* EXERCISE:
Output the records exactly, with no line skipped.

(THE RECORDS begins)

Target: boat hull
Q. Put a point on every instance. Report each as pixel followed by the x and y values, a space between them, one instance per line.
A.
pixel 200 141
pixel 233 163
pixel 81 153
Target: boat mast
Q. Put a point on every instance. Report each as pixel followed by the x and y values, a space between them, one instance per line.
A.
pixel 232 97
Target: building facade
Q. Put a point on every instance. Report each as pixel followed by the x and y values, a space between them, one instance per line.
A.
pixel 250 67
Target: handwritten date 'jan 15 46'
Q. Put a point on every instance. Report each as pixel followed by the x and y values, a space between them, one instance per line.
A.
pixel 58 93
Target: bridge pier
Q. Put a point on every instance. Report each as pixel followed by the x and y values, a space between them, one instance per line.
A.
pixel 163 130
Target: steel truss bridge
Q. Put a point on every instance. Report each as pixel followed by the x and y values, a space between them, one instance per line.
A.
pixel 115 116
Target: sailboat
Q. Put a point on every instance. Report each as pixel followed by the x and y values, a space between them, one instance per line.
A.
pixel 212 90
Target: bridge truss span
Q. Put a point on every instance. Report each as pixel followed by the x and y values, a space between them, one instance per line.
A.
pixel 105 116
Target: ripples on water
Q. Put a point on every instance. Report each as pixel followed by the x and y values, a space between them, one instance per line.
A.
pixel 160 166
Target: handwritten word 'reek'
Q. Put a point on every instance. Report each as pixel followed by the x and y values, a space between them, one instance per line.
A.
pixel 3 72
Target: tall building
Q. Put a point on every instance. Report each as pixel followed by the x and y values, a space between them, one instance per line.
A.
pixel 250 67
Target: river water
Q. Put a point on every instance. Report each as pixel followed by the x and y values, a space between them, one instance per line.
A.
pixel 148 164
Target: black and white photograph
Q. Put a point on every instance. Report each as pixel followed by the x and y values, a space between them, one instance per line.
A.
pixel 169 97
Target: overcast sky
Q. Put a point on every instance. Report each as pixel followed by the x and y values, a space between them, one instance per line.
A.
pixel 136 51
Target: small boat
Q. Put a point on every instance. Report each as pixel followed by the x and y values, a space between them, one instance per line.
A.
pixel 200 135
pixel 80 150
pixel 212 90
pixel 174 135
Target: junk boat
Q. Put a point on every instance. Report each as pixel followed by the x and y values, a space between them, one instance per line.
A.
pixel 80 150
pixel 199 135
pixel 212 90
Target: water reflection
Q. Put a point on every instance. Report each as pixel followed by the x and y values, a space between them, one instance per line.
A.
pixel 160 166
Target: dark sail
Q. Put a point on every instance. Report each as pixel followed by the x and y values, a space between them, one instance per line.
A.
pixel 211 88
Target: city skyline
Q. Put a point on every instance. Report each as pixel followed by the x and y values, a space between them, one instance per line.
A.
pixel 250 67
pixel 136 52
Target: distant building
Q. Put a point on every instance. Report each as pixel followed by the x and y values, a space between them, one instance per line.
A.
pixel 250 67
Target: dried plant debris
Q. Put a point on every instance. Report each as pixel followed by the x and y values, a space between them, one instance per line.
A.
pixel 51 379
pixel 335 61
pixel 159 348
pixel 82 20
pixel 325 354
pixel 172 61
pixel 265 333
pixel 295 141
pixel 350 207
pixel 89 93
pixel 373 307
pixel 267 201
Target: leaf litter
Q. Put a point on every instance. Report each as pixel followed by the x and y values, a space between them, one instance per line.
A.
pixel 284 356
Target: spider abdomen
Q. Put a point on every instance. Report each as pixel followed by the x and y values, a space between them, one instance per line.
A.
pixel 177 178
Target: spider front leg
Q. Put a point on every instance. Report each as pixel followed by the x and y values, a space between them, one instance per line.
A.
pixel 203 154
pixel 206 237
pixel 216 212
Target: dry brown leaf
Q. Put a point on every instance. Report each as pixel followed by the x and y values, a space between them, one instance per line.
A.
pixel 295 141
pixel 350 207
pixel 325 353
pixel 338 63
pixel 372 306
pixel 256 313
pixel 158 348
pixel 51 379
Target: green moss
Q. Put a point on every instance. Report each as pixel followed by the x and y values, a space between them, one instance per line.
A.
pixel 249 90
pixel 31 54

(THE RECORDS ends)

* WRITTEN RESPONSE:
Target: boat hull
Q. Put a point on every instance. Report each as pixel followed by the x and y values, a space between them, one instance per line.
A.
pixel 200 141
pixel 233 163
pixel 81 153
Target: boat mast
Q. Put a point on every instance. Report each as pixel followed by the x and y values, a space between them, one instance per line.
A.
pixel 232 97
Target: building facade
Q. Put a point on every instance. Report each as pixel followed by the x and y values, a space between them, one instance per line.
A.
pixel 250 67
Target: handwritten date 'jan 15 46'
Q. Put a point on every instance. Report each as pixel followed by the x and y values, a space between them, one instance per line.
A.
pixel 58 93
Target: bridge pier
Q. Put a point on every instance. Report each as pixel followed by the x and y values, a space between them, one instance per line.
A.
pixel 163 130
Target: steel truss bridge
Q. Put a point on every instance. Report each as pixel followed by the x and y values, a space between them, one instance per line.
A.
pixel 115 116
Target: sailboat
Q. Put a point on every instance. Report each as pixel followed by the x and y values, a space between them, one instance per line.
A.
pixel 212 90
Target: bridge truss span
Q. Put a point on every instance. Report each as pixel followed by the x and y values, a space between them, one instance per line.
A.
pixel 105 116
Target: ripples on water
Q. Put a point on every instance. Report each as pixel followed by the x and y values, a space between them, one instance per line.
A.
pixel 160 166
Target: handwritten word 'reek'
Q. Put a point on every instance. Report each as pixel followed by the x and y values, a space between them, one instance per line.
A.
pixel 3 72
Target: tall building
Q. Put a point on every instance. Report each as pixel followed by the x and y values, a space between them, one instance per line.
A.
pixel 250 67
Target: river water
Q. Put a point on every instance. Report each as pixel followed by the x and y values, a space between them, one instance per line.
A.
pixel 148 164
Target: black and white photograph
Q. Put a point on every instance. Report each as pixel followed by the x and y values, a space between them, one instance per line.
A.
pixel 169 97
Target: overcast sky
Q. Put a point on every instance. Report each as pixel followed by the x and y values, a space between them, one instance per line.
A.
pixel 136 51
Target: small boat
Q. Put a point on every instance. Report each as pixel followed by the x and y values, a space between them, one instance per line.
A.
pixel 200 135
pixel 80 150
pixel 212 90
pixel 174 135
Target: junk boat
Q. Put a point on every instance. Report each as pixel followed by the x and y values, a space between them, one instance per line.
A.
pixel 80 150
pixel 199 135
pixel 212 90
Target: water reflection
Q. Put a point on every instance. Report each as pixel followed by the x and y values, a space between them, one instance per line.
A.
pixel 160 166
Target: dark sail
Q. Put a point on every instance. Report each as pixel followed by the x and y values, a space between them, one instance per line.
A.
pixel 211 88
Target: city skyline
Q. Put a point on every instance. Report each as pixel followed by the x and y values, a space between them, one instance per line.
A.
pixel 250 67
pixel 136 52
Target: distant building
Q. Put a point on every instance. Report each as pixel followed by the x and y values, a space between them, one instance per line.
A.
pixel 250 67
Target: dried plant debris
Q. Put a point on every instance. Report each as pixel followed by the x and y values, a space between them, one instance per line.
A.
pixel 51 379
pixel 335 61
pixel 159 348
pixel 82 20
pixel 325 354
pixel 172 61
pixel 265 333
pixel 295 141
pixel 350 207
pixel 89 93
pixel 373 307
pixel 267 201
Target: leaf litter
Q. Put a point on every instance. Report each as pixel followed by the x and y values, a space between them, one instance per line.
A.
pixel 284 356
Target: spider abdomen
Q. Put a point on every instance. Report each as pixel followed by the x and y values, a space between them, one instance per line.
A.
pixel 177 178
Target: spider front leg
Q. Put a point on every instance. Report each as pixel followed by the x and y values, a space between them, one instance per line.
A.
pixel 203 154
pixel 206 237
pixel 216 212
Target: dry brown leaf
Q. Put a point on every instance. Report each as pixel followed by the x and y values, a space between them, one instance per line.
A.
pixel 295 141
pixel 350 207
pixel 325 353
pixel 338 63
pixel 372 306
pixel 256 313
pixel 158 348
pixel 51 379
Target: green moss
Q. Put a point on every instance. Report each as pixel followed by the x and y values, a space between them, one instance per line.
A.
pixel 249 90
pixel 31 54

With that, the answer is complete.